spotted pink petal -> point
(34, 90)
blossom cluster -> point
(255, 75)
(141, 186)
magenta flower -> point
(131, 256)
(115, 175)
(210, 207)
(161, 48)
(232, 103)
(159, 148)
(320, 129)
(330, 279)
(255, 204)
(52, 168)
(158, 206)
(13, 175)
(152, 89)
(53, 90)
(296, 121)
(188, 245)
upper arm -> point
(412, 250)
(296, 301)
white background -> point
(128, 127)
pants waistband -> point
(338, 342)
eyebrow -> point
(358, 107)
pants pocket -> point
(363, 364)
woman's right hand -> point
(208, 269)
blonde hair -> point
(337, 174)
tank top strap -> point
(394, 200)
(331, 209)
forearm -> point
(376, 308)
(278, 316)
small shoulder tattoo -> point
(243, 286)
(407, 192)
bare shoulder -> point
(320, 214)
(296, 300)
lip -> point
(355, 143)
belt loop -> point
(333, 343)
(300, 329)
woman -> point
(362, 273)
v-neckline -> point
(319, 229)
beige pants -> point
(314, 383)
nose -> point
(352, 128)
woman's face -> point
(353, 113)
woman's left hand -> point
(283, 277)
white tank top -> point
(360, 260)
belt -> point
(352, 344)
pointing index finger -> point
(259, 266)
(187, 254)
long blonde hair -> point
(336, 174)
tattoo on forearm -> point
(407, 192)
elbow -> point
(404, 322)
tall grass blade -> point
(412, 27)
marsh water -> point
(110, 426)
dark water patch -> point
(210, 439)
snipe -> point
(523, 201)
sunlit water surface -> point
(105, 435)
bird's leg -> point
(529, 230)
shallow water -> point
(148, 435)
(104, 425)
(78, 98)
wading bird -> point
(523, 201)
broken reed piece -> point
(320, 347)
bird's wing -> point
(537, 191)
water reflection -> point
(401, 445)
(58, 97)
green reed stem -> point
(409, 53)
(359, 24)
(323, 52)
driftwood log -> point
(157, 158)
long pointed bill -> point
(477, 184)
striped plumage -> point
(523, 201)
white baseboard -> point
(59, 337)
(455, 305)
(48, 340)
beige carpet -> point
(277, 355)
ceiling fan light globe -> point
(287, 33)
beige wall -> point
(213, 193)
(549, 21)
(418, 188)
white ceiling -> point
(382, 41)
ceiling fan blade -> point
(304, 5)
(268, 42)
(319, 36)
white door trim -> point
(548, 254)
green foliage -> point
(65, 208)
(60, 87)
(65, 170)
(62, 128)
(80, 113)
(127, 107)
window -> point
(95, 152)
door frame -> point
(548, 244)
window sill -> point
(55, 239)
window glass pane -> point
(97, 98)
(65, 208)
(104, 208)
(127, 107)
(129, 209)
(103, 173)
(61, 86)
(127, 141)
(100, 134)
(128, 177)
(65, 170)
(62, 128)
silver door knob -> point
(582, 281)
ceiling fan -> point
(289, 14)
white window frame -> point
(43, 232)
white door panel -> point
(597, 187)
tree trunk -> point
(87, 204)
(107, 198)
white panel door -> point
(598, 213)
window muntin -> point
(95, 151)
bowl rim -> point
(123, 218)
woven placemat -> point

##############################

Task brief:
All the data needs repeating. Return it exactly.

Your response:
spotted pink petal -> point
(34, 90)
blossom cluster -> point
(255, 75)
(141, 186)
magenta flower -> point
(131, 256)
(115, 175)
(210, 207)
(161, 48)
(232, 103)
(159, 148)
(320, 129)
(330, 279)
(255, 204)
(52, 168)
(158, 206)
(13, 175)
(152, 89)
(53, 90)
(296, 121)
(188, 245)
upper arm -> point
(412, 250)
(296, 301)
white background -> point
(128, 127)
pants waistband -> point
(338, 342)
eyebrow -> point
(358, 107)
pants pocket -> point
(363, 364)
woman's right hand -> point
(208, 269)
blonde hair -> point
(337, 174)
tank top strap -> point
(394, 200)
(331, 209)
forearm -> point
(376, 308)
(278, 316)
small shoulder tattoo -> point
(243, 286)
(407, 192)
bare shoulder -> point
(320, 214)
(296, 300)
lip -> point
(355, 143)
belt loop -> point
(333, 343)
(300, 329)
woman -> point
(362, 273)
v-neckline -> point
(319, 229)
beige pants -> point
(314, 383)
nose -> point
(352, 128)
woman's face -> point
(353, 113)
woman's left hand -> point
(283, 277)
white tank top -> point
(360, 260)
belt -> point
(352, 344)
pointing index finger -> point
(259, 266)
(187, 254)
long blonde hair -> point
(336, 174)
tattoo on forearm -> point
(407, 192)
elbow -> point
(404, 322)
tall grass blade -> point
(412, 27)
marsh water -> point
(110, 426)
dark water patch -> point
(210, 439)
snipe -> point
(523, 201)
sunlit water surface -> point
(105, 435)
bird's leg -> point
(529, 230)
shallow water -> point
(148, 435)
(104, 425)
(78, 98)
wading bird -> point
(523, 201)
broken reed piece -> point
(320, 347)
bird's wing -> point
(537, 191)
water reflection -> point
(401, 445)
(58, 97)
green reed stem -> point
(409, 53)
(359, 24)
(323, 52)
driftwood log -> point
(157, 158)
long pointed bill -> point
(477, 184)
striped plumage -> point
(523, 201)
white baseboard -> point
(59, 337)
(455, 305)
(48, 340)
beige carpet -> point
(277, 355)
ceiling fan light globe -> point
(287, 33)
beige wall -> point
(213, 193)
(549, 21)
(418, 188)
white ceiling -> point
(382, 41)
ceiling fan blade -> point
(304, 5)
(268, 42)
(319, 36)
white door trim -> point
(548, 254)
green foliage -> point
(65, 208)
(60, 87)
(65, 170)
(62, 128)
(80, 113)
(127, 107)
window -> point
(95, 152)
door frame -> point
(548, 244)
window sill -> point
(55, 239)
window glass pane -> point
(97, 98)
(65, 208)
(104, 208)
(127, 107)
(129, 209)
(103, 173)
(61, 86)
(127, 141)
(100, 134)
(128, 177)
(65, 170)
(62, 128)
silver door knob -> point
(582, 281)
ceiling fan -> point
(289, 14)
white window frame -> point
(43, 232)
white door panel -> point
(597, 187)
tree trunk -> point
(87, 204)
(107, 198)
white panel door -> point
(598, 213)
window muntin -> point
(95, 151)
bowl rim -> point
(123, 218)
woven placemat -> point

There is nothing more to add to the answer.